■ What to produce:
Would you please retype, exactly, the lines of the listing below between the line with "Where can the white logo" and the line with "Where can the elderly woman's", inclusive?

■ Data to process:
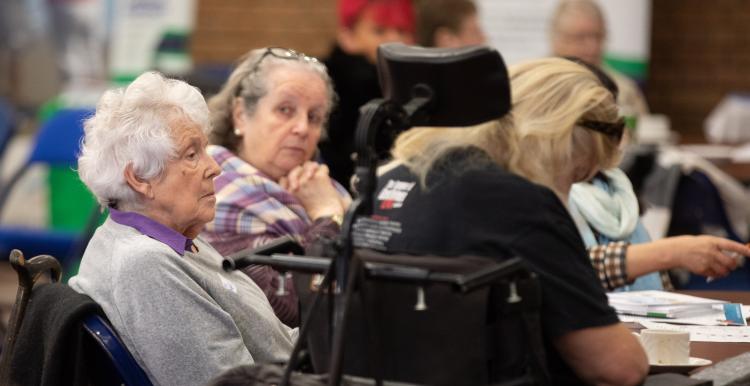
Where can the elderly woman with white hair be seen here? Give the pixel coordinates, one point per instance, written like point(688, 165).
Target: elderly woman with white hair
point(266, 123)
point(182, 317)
* * *
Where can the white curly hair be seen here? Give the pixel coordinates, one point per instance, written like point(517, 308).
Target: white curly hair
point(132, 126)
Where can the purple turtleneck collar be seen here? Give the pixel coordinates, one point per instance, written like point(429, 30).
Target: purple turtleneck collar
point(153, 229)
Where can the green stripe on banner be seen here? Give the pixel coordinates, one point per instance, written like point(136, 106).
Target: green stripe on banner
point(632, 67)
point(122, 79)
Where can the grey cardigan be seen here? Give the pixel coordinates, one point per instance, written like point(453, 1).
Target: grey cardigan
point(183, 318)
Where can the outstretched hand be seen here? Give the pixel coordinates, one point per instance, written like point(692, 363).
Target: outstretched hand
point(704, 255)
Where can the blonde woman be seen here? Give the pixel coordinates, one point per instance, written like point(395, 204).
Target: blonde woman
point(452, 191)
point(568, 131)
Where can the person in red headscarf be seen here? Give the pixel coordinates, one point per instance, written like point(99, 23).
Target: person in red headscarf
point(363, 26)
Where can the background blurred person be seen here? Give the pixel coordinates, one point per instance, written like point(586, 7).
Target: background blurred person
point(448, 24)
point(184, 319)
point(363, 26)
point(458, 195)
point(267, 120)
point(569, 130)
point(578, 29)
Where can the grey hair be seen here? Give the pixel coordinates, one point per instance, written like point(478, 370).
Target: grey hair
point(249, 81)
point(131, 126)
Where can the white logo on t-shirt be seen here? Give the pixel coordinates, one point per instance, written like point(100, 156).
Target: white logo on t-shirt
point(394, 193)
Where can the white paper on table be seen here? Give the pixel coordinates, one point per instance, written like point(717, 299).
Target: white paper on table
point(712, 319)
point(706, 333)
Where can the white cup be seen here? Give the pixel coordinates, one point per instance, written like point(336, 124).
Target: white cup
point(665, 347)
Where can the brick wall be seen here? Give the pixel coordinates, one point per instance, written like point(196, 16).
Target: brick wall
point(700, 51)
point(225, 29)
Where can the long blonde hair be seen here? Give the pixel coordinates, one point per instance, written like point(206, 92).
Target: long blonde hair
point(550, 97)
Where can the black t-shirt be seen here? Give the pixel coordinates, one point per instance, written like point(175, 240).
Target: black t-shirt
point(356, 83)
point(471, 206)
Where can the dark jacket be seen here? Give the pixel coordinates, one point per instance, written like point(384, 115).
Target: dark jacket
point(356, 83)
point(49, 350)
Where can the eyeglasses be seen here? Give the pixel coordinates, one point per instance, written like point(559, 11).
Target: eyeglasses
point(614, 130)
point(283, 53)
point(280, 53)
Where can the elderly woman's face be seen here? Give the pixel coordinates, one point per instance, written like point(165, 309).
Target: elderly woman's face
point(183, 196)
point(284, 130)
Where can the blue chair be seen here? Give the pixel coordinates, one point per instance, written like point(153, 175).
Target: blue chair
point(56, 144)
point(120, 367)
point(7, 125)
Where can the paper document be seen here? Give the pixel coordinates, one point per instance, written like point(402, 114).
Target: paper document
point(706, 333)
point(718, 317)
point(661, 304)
...
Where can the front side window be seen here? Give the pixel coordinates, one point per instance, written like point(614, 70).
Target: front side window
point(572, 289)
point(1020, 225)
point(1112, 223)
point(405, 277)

■ Solved exercise:
Where can the white logo on t-shirt be seen here? Give the pixel coordinates, one point per instance, written like point(100, 156).
Target: white logo on t-shirt
point(394, 193)
Where can the white paper on table be seen here? Give the pixel coordinates, one point per instance, written like point(717, 299).
Target: white paper on table
point(712, 319)
point(706, 333)
Where can the white cup be seen here? Give the pixel coordinates, one point per instance, written like point(336, 124).
Target: white cup
point(665, 347)
Where can the brick wall be seen here? Give the pixel coordinates, one point per instance, written like point(196, 16).
Target: brick wall
point(700, 51)
point(225, 29)
Where can the long blonde hair be seen here? Give the pixel coordinates, one point per instance, written like point(206, 92).
Target: long blonde hair
point(550, 97)
Where can the black t-shirt be seen here? Give the pixel coordinates, one point per instance, written like point(175, 240).
Target: black t-shirt
point(356, 83)
point(471, 206)
Where can the dark jacket be seen here? Give the pixel coordinates, one point per instance, written like point(384, 115).
Target: dark jacket
point(356, 83)
point(49, 350)
Where can the eyeglasses be seen here? Give the pixel coordinates, one point per instance, written like point(559, 11).
Target: eyeglasses
point(614, 130)
point(283, 53)
point(280, 53)
Where can the elderly woman's face be seen here? Give the pixel coordinates, one point per instance, written like point(165, 309).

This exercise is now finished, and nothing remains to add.